[Co zrobić]
1. Zamień „zajebiste” na „świetne” w części tekstu o Mortal Kombat 11, która zaczyna się od „Zrobiło się sentymentalnie, ale” i kończy na „fragmentów tego wideo.”, a potem podaj tę część ponownie.
2. Dopisz dalszy ciąg tekstu o Mortal Kombat 11, zaczynając zaraz po jego ostatnim zdaniu.
---------- Tekst do ćwiczenia ----------
Zrobiło się sentymentalnie, ale zapewniam, że nie oceniam MK11 przez różowe okulary lat 90-tych kiedy seria zaliczała pierwsze sukcesy, również w polskich wozach Drzymały. Nowy Mortal nie musi się ukrywać pod płaszczem sentymentów i broni się, jako pełnoprawna, współczesna produkcja. Jest dobrze.
Tym samym, przechodzę do drugiej części tekstu, która będzie łącznikiem między powyższym podsumowaniem, a moimi spekulacjami na temat przyszłości serii.
Obejrzałem ostatnio bardzo dużo wywiadów z Edem Boonem i dowiedziałem się sporo interesujących rzeczy. Najciekawszy materiał przygotował Game Informer, zapraszając Eda na swoje Rapid-Fire Questions. Boon, zgodnie z założeniami całości odpowiadał zwięźle, ale Ben Hanson miał przygotowane zajebiste pytania, zatem i odpowiedzi były konkretne. Całość możecie zobaczyć tutaj
ale przygotowałem streszczenie najważniejszych fragmentów tego wideo.
- w MK11 znajdzie się ostatecznie 30ileś postaci (po wydaniu wszelkich Kombat Packów i zapewne jakiegoś
"komplete edition"),
- w grze nie znalazły się QTE, bo zespół nie miał na to czasu (żart),
- Eda nie korci implementowanie do fabuły kolejnego turnieju,
- Kronika była postacią męską (o imieniu "Kronikol") niemal do samego końca developingu gry,
- Edowi marzy się stworzenie nowego Motor Kombat, czy to jako bonusa do kolejnego MK, czy w formie osobnej gry
mobilnej,
- nie ma planów na to aby seria powróciła do pełnego 3D, ale Boon jak zwykle nie mówi niczemu "nigdy",
- Edowi marzy się nowe IP, najlepiej nie związane z mordobiciami,
- Edowi marzy się Shaolin Monks w HD (nam też),
- Ed prowadzi (prowadził?) rozmowy z Marvelem na temat ewentualnej bijatyki w stylu Marvel vs DC.
---------- Fragmenty danych ----------
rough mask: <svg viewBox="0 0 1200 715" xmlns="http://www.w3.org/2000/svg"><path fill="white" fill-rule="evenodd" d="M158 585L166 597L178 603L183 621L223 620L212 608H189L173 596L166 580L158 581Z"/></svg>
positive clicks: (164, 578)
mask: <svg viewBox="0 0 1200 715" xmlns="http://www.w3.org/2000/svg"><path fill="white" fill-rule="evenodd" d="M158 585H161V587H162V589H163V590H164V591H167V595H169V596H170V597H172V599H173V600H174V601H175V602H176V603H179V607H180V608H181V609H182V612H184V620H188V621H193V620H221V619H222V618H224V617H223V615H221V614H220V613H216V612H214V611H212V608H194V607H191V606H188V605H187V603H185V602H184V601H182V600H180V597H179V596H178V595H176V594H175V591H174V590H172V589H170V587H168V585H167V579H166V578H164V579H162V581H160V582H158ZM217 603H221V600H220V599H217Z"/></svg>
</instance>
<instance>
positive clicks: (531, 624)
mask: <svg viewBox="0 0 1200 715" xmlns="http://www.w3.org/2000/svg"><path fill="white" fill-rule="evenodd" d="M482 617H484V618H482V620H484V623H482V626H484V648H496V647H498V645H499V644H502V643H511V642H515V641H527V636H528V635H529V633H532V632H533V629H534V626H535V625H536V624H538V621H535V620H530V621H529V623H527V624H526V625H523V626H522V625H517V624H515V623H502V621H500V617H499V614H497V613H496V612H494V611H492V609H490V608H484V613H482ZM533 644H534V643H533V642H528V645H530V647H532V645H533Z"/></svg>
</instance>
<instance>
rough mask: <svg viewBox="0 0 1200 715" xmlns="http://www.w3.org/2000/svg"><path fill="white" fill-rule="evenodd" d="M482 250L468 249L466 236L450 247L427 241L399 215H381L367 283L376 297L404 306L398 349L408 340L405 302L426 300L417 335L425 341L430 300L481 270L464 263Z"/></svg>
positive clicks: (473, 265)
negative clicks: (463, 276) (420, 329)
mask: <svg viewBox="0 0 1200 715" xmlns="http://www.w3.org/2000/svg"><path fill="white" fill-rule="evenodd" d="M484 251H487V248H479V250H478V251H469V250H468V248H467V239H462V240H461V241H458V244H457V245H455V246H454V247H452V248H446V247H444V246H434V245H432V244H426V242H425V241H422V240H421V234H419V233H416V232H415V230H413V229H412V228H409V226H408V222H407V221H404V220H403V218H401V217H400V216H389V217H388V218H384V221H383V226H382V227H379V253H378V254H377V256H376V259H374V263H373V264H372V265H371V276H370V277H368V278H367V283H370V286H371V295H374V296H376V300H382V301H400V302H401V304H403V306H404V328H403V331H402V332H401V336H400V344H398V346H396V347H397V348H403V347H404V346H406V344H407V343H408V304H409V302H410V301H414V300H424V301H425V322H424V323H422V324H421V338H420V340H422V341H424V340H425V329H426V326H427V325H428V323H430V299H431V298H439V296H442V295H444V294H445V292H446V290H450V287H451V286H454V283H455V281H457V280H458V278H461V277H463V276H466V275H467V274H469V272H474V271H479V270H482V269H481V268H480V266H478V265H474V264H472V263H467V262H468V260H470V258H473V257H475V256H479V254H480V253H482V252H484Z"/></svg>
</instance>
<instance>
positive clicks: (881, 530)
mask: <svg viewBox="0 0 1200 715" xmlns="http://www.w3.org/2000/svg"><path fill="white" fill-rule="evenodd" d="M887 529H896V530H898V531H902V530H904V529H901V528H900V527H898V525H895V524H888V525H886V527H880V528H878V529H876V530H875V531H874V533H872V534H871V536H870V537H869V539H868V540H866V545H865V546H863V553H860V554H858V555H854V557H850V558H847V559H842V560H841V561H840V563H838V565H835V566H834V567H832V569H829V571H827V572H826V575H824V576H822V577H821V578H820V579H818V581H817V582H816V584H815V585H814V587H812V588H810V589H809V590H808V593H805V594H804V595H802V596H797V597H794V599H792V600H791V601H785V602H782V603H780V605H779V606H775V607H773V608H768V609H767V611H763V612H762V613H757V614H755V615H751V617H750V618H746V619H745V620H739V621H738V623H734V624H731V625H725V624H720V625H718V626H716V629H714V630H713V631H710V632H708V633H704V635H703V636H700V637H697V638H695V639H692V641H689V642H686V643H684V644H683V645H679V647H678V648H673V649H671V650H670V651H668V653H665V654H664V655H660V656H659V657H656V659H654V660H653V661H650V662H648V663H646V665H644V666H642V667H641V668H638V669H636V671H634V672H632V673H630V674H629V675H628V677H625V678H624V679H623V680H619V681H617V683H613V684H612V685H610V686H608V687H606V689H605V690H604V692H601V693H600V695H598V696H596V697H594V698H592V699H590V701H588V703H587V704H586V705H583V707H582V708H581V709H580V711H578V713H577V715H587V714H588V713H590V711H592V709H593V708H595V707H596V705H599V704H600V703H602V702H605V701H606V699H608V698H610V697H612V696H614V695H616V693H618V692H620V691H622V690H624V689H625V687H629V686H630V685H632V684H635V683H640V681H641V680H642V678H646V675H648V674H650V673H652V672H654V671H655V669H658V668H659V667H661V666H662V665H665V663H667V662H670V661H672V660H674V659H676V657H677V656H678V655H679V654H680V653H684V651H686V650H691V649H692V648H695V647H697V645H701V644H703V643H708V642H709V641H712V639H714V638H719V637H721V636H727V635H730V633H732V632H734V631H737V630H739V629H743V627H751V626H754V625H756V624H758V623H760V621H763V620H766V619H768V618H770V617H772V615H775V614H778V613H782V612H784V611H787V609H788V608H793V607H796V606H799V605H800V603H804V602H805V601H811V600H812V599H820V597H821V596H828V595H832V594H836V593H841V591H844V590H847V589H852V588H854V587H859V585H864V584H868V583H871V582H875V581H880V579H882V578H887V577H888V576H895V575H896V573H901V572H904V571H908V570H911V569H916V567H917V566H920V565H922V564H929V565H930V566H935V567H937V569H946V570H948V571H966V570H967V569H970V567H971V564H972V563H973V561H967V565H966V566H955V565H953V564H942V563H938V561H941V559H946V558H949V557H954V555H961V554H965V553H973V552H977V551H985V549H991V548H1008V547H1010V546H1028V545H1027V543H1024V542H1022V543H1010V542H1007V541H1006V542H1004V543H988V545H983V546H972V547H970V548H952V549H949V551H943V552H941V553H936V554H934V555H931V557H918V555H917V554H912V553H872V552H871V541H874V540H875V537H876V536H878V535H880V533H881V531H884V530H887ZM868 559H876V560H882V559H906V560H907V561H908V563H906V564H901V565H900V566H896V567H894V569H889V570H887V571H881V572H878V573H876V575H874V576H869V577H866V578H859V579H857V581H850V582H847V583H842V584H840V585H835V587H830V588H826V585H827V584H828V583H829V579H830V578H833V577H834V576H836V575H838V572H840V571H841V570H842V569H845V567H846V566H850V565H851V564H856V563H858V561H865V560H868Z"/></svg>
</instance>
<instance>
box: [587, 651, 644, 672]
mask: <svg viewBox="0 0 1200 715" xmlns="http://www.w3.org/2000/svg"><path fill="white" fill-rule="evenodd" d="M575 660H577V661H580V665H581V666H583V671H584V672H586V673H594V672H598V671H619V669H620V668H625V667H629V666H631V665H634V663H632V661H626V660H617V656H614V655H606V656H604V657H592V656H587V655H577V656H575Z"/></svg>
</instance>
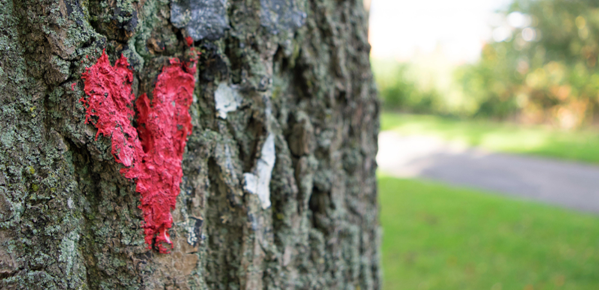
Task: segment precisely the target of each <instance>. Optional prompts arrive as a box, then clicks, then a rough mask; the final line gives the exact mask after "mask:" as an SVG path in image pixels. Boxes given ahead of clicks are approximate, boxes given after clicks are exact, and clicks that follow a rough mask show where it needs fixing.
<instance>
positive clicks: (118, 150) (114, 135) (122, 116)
mask: <svg viewBox="0 0 599 290" xmlns="http://www.w3.org/2000/svg"><path fill="white" fill-rule="evenodd" d="M128 66H129V63H128V62H127V58H125V57H124V56H121V58H120V59H119V60H118V61H117V62H116V63H115V64H114V66H110V61H109V60H108V56H107V55H106V53H105V52H103V53H102V56H100V58H99V59H98V62H97V63H96V64H95V65H93V66H92V67H90V68H88V69H87V71H86V72H84V73H83V74H82V76H81V78H83V80H84V85H85V87H84V91H85V94H86V95H88V96H89V98H87V99H84V98H81V102H82V103H83V105H84V107H85V108H86V115H85V123H86V124H87V123H89V122H92V123H93V124H94V125H95V126H96V128H98V133H97V134H96V139H98V135H99V134H102V135H104V136H105V137H107V138H111V139H112V155H113V156H114V159H115V160H116V161H117V162H119V163H122V164H123V165H125V166H127V167H130V166H131V165H133V163H134V162H135V161H136V160H141V155H140V154H141V153H143V151H142V150H141V144H140V143H139V140H138V138H137V130H135V128H134V127H133V125H131V120H132V119H133V115H134V112H133V108H132V106H131V102H132V101H133V100H134V96H133V94H132V93H131V83H132V82H133V71H131V70H130V69H129V68H127V67H128Z"/></svg>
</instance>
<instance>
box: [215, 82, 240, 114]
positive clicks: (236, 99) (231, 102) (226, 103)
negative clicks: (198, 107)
mask: <svg viewBox="0 0 599 290" xmlns="http://www.w3.org/2000/svg"><path fill="white" fill-rule="evenodd" d="M214 101H215V102H216V110H217V111H218V117H219V118H221V119H226V118H227V113H228V112H233V111H235V110H237V107H239V105H240V104H241V101H242V98H241V95H239V91H238V90H237V89H236V88H232V87H230V86H228V85H227V84H225V83H221V84H220V85H218V88H217V89H216V92H214Z"/></svg>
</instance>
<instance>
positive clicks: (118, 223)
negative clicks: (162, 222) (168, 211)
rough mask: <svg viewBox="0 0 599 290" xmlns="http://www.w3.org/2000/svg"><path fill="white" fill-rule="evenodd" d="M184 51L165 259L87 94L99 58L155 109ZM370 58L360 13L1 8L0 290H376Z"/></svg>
mask: <svg viewBox="0 0 599 290" xmlns="http://www.w3.org/2000/svg"><path fill="white" fill-rule="evenodd" d="M185 5H187V6H189V7H195V8H197V9H200V10H201V9H204V8H206V7H208V8H210V7H213V8H214V7H216V8H218V9H216V8H215V9H212V10H211V9H207V8H206V9H204V10H201V11H199V12H198V13H195V14H194V13H191V12H190V13H189V15H188V16H186V15H183V14H182V13H184V12H185V9H183V10H181V9H180V8H181V7H184V6H185ZM195 8H194V9H195ZM177 9H179V10H177ZM175 10H177V11H175ZM213 10H214V11H216V12H214V13H218V15H210V13H212V12H210V11H213ZM200 12H201V13H200ZM206 13H208V14H206ZM223 13H225V14H224V15H223ZM194 15H196V16H194ZM197 15H200V16H201V17H204V18H202V19H208V20H210V19H213V20H214V21H216V22H215V24H214V25H217V26H209V24H210V23H211V22H210V21H200V20H201V19H193V17H200V16H197ZM185 17H190V18H189V19H187V18H185ZM210 25H211V24H210ZM187 37H192V38H193V40H194V43H193V46H194V47H195V49H196V50H197V51H200V52H201V55H200V58H199V60H198V64H197V65H198V71H197V72H196V75H195V78H196V80H197V81H196V86H195V91H194V101H193V104H192V105H191V108H190V115H191V118H192V125H193V129H192V132H193V133H192V134H191V135H190V136H189V138H188V142H187V146H186V152H185V154H184V156H183V162H182V167H183V179H182V181H181V191H180V194H179V195H178V197H177V204H176V208H175V209H174V210H173V211H172V215H173V221H174V222H173V227H172V228H171V229H170V231H169V233H170V236H171V239H172V242H173V250H172V252H171V253H170V254H160V253H159V252H158V251H157V249H147V248H146V244H145V242H144V234H143V228H142V221H143V215H142V212H141V210H140V209H139V206H140V196H139V193H137V192H136V191H135V182H132V181H131V180H129V179H127V178H125V177H123V176H122V175H121V174H120V172H119V171H120V170H121V169H122V168H124V167H123V165H122V164H119V163H117V162H116V161H115V159H114V157H113V154H112V143H111V140H110V138H107V137H105V136H100V137H98V138H97V140H96V139H95V137H96V134H97V129H96V128H95V127H94V126H93V125H91V124H86V123H85V108H84V106H83V105H82V104H81V102H79V100H80V99H81V98H82V97H84V95H85V92H84V83H83V80H82V78H81V76H82V74H83V73H84V72H85V70H86V68H87V67H90V66H92V65H93V64H94V63H96V61H97V60H98V58H99V57H100V55H101V54H102V51H103V50H104V49H106V52H107V54H108V56H109V59H110V61H111V63H112V64H114V63H115V62H116V60H117V59H118V58H120V57H121V55H124V56H125V57H126V58H127V59H128V60H129V63H130V68H131V69H132V70H133V71H134V74H133V83H132V91H133V92H132V93H133V94H134V95H135V96H140V95H142V94H144V93H145V94H147V96H148V98H149V99H152V98H153V91H154V87H155V86H156V82H157V77H158V75H159V74H160V73H161V69H162V68H163V67H164V66H165V65H168V63H169V60H170V59H171V58H179V59H189V58H190V57H192V56H191V54H194V56H195V52H194V51H192V50H191V48H190V47H189V46H188V45H187V42H186V38H187ZM369 51H370V46H369V45H368V43H367V15H366V14H365V12H364V8H363V3H362V1H360V0H346V1H338V0H293V1H291V0H286V1H282V0H260V1H258V0H254V1H241V0H235V1H225V0H214V1H212V0H172V3H171V1H169V0H108V1H101V0H18V1H17V0H0V107H1V111H0V120H1V121H0V288H1V289H156V288H161V289H162V288H163V289H380V288H381V280H380V272H381V271H380V257H379V249H378V246H379V239H380V229H379V225H378V210H377V194H376V177H375V171H376V163H375V155H376V150H377V144H376V136H377V134H378V127H379V124H378V115H379V103H378V101H377V99H376V90H375V87H374V83H373V77H372V73H371V71H370V64H369V58H368V54H369ZM273 151H274V152H273Z"/></svg>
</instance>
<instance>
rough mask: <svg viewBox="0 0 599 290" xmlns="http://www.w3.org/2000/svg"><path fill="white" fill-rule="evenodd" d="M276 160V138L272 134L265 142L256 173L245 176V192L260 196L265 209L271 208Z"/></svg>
mask: <svg viewBox="0 0 599 290" xmlns="http://www.w3.org/2000/svg"><path fill="white" fill-rule="evenodd" d="M275 160H276V156H275V136H274V134H272V133H270V134H269V135H268V137H267V138H266V141H265V142H264V146H263V147H262V151H261V154H260V159H258V162H257V163H256V169H255V170H254V173H245V174H243V177H244V181H245V184H244V187H245V190H246V191H248V192H249V193H252V194H256V195H258V197H259V198H260V201H261V202H262V208H263V209H267V208H269V207H270V179H271V176H272V169H273V168H274V167H275Z"/></svg>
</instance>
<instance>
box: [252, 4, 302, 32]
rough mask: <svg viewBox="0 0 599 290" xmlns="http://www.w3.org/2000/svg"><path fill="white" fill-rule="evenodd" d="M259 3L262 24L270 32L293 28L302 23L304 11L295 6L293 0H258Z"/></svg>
mask: <svg viewBox="0 0 599 290" xmlns="http://www.w3.org/2000/svg"><path fill="white" fill-rule="evenodd" d="M260 5H261V6H262V12H261V14H260V21H261V23H262V26H264V27H266V28H267V29H268V30H269V31H270V32H271V33H272V34H278V33H279V32H281V31H285V30H295V29H297V28H300V27H301V26H302V25H304V22H305V19H306V13H304V12H303V11H301V10H300V9H299V8H298V7H297V5H296V3H295V1H294V0H260Z"/></svg>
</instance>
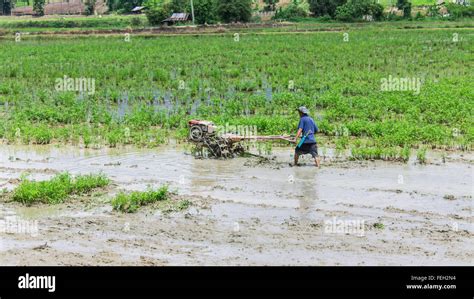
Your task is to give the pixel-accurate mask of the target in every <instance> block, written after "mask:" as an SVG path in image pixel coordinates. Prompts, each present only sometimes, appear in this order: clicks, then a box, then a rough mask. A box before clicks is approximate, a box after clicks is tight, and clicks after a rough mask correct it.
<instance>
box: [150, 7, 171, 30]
mask: <svg viewBox="0 0 474 299" xmlns="http://www.w3.org/2000/svg"><path fill="white" fill-rule="evenodd" d="M169 15H170V10H169V9H168V8H167V7H166V6H163V7H157V8H151V9H148V10H147V11H146V18H147V19H148V23H150V25H152V26H156V25H161V22H162V21H163V20H165V19H166V18H168V17H169Z"/></svg>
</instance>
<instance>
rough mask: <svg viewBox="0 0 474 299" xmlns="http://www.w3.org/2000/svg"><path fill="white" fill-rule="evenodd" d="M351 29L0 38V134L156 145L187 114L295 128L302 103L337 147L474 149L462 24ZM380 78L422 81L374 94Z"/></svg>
----------
[Wyniki zadań]
1.
Zrobiło się sentymentalnie, ale zapewniam, że nie oceniam MK11 przez różowe okulary lat 90-tych kiedy seria zaliczała pierwsze sukcesy, również w polskich wozach Drzymały. Nowy Mortal nie musi się ukrywać pod płaszczem sentymentów i broni się, jako pełnoprawna, współczesna produkcja. Jest dobrze.
Tym samym, przechodzę do drugiej części tekstu, która będzie łącznikiem między powyższym podsumowaniem, a moimi spekulacjami na temat przyszłości serii.
Obejrzałem ostatnio bardzo dużo wywiadów z Edem Boonem i dowiedziałem się sporo interesujących rzeczy. Najciekawszy materiał przygotował Game Informer, zapraszając Eda na swoje Rapid-Fire Questions. Boon, zgodnie z założeniami całości odpowiadał zwięźle, ale Ben Hanson miał przygotowane świetne pytania, zatem i odpowiedzi były konkretne. Całość możecie zobaczyć tutaj
ale przygotowałem streszczenie najważniejszych fragmentów tego wideo.

2.
Jak widzicie, jest tu sporo ciekawych informacji na temat MK11, jak i pewnych tropów na temat przyszłości NRS.
Co może się zmienić? I jak bardzo będziemy przy tym manipulowani przez Eda?
Pamiętam jak w zeszłym roku siedziałem w środku nocy z odpalonym na telewizorze E3 i oglądałem konferencję Sony, na której mogło pojawić się nowe Mortal Kombat. Nie tylko ja czekałem, całe MK community oglądało i liczyło na trailer nowego Mortala. Nic nie było. Dzień lub dwa później, Ed Boon pojawił się na E3 i jak zwykle tylko się śmiał. Stwierdził, że proces wydawniczy się u nich zmienia i nie ma niczego do pokazania. Fani zadrżeli, ale w rzeczywistości nic się nie zmieniło. Mortal Kombat 11 wyszedł wtedy kiedy wszyscy wcześniej zakładali - wiosną 2019 r.
Teoretycznie możemy sobie założyć, że w 2021 wyjdzie Injustice 3, a w 2023 Mortal Kombat 12. Czy na pewno tak będzie? Trudno powiedzieć.
Ed Boon przebąkiwał wprawdzie o tym, że marzy mu się nowe IP, ale rzeczywistość jest bolesna. NRS są pod skrzydłami Warnera, i jeżeli Warner powie - teraz robicie Injustice 3, a potem MK12, bo z tego jest duża kasa - to nie będzie dyskusji.
NRS to ekipa doświadczona, ale nie mająca na koncie praktycznie niczego poza mordobiciami. Ogólnie poza MK i Injustice, mogą się tylko pochwalić grami na IOS/Androida i to (poza WWW Immortals) na cudzym IP (Batman Arkham City Lockdown i Origins). Obstawiam, że szansa na coś zupełnie nowego od NRS, a już na pewno coś co nie będzie mordobiciem, jest mała. Jeśli już, to zasugerowana przez Boona, bijatyka powiązana z Marvelem.
Takie rzeczy jak Shaolin Monks HD, o ile w ogóle można o tym mówić, będę robione przez inny team developerski (podobnie jak oryginał).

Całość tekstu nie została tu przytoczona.